◆ Short task: Take the line that contains "Where does a point fall on the hot" and each line after it in the material below, and transcribe them exactly, stopping at the end.

(Pointing dataset records)
━━━

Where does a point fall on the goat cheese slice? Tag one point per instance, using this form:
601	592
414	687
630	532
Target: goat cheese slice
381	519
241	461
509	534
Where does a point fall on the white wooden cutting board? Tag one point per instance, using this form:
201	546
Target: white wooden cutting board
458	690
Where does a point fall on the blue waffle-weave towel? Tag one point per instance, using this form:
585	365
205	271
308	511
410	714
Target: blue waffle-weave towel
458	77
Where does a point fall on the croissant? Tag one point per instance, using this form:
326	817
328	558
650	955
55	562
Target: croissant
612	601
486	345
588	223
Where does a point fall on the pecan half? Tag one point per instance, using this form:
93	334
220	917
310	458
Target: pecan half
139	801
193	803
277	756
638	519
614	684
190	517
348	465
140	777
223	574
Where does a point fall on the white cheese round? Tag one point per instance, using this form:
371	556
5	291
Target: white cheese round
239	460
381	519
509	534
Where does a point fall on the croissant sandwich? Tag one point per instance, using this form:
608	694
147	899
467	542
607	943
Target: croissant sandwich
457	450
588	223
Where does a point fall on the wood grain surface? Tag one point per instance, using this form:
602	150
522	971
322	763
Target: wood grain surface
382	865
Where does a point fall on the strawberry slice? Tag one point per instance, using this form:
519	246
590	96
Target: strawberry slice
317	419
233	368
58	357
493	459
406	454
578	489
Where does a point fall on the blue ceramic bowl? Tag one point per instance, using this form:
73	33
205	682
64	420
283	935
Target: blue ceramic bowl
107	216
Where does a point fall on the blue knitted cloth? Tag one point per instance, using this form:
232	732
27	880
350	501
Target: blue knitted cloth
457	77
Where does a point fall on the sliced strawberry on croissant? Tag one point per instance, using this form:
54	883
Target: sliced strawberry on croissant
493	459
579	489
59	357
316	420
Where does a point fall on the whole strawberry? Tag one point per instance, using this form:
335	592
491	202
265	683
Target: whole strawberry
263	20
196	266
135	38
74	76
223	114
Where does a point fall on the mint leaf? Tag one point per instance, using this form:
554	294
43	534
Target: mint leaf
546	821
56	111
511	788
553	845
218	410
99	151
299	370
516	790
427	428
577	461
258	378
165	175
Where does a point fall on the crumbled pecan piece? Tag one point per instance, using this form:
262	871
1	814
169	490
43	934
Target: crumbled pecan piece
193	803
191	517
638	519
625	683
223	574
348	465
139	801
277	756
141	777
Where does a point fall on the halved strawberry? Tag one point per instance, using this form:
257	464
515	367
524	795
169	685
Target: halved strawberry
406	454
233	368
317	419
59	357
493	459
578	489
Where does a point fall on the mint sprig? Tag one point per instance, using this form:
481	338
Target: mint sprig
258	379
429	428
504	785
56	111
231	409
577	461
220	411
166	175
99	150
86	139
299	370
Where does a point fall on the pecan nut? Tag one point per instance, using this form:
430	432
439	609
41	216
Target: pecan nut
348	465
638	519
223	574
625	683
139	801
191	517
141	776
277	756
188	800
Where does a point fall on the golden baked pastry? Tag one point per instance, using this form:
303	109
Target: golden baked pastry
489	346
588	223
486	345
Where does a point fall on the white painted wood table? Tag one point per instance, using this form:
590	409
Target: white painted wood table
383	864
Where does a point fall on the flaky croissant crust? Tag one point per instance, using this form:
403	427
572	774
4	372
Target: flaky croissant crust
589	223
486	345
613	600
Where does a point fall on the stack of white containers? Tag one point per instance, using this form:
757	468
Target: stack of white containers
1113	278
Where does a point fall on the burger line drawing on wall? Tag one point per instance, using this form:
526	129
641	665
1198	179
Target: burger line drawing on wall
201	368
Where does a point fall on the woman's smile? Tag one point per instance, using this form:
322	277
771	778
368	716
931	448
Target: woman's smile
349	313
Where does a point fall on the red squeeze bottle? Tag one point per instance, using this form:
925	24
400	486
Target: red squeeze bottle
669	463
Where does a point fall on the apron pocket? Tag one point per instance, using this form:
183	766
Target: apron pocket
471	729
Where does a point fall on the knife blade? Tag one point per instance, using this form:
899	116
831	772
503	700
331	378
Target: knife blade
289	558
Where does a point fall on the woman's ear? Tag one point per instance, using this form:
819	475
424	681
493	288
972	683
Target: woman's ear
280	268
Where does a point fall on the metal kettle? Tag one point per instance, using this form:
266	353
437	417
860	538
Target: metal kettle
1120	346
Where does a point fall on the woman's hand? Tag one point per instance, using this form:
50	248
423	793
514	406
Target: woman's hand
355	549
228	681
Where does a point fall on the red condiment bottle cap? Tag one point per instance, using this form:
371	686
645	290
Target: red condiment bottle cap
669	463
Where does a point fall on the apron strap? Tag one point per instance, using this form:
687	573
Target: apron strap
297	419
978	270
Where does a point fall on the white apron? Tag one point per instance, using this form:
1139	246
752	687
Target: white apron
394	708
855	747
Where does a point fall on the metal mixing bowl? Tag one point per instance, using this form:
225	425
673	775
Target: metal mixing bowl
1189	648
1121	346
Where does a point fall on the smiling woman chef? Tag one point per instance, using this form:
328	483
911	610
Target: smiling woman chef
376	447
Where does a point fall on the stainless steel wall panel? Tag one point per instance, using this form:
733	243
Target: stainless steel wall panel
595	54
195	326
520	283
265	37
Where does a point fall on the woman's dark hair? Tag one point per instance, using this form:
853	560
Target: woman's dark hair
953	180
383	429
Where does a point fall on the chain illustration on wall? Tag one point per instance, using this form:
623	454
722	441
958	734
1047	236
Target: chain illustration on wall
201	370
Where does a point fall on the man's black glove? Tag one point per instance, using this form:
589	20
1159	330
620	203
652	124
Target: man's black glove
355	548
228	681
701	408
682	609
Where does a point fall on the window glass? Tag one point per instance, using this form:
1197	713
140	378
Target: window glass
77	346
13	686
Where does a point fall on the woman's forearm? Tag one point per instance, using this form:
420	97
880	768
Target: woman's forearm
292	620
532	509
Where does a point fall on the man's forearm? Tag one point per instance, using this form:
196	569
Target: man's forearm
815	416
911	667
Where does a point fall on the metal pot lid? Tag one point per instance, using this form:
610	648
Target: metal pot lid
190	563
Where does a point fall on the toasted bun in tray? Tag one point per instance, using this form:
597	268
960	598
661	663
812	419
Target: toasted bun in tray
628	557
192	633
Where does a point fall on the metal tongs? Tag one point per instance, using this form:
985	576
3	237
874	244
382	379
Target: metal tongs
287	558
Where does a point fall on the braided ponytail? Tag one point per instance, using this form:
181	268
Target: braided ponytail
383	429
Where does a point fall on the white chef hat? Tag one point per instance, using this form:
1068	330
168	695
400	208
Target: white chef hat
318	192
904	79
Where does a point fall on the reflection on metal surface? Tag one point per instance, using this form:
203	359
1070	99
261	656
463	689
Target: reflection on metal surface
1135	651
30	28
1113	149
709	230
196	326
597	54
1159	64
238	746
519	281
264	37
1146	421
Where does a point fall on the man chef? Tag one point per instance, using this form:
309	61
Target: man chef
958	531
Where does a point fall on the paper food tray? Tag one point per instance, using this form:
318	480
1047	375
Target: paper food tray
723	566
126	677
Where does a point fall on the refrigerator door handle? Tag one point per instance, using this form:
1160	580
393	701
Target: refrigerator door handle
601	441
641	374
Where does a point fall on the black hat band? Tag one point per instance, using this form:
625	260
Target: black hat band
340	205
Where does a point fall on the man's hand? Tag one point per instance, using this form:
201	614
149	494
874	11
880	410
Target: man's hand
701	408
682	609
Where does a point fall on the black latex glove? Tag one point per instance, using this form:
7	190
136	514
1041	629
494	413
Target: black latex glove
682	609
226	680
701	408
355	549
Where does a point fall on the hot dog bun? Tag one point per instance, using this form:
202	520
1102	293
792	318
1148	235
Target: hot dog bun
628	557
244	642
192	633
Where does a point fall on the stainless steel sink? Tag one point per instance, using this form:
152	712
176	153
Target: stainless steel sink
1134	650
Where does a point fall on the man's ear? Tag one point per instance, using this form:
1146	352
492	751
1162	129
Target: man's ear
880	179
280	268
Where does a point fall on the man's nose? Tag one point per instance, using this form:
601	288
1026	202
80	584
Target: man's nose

━━━

◆ Solution to this problem:
Where does a point fall on the hot dog bun? Tag one point per instance, using this form:
202	520
1102	293
792	318
1148	235
Target: hot dog bun
628	557
244	642
192	633
Where does a point fall on the stainless steel sink? Tag one point per instance, using this form:
152	712
176	153
Target: stainless steel sink
1134	650
Where does a point fall on the man's ear? Tag one point per instance, using this form:
1146	352
492	751
1162	129
Target: man's ear
880	179
280	268
Where does a point fall on the man's nose? Tag one point per instance, using this form:
601	288
1026	202
80	584
Target: man's nose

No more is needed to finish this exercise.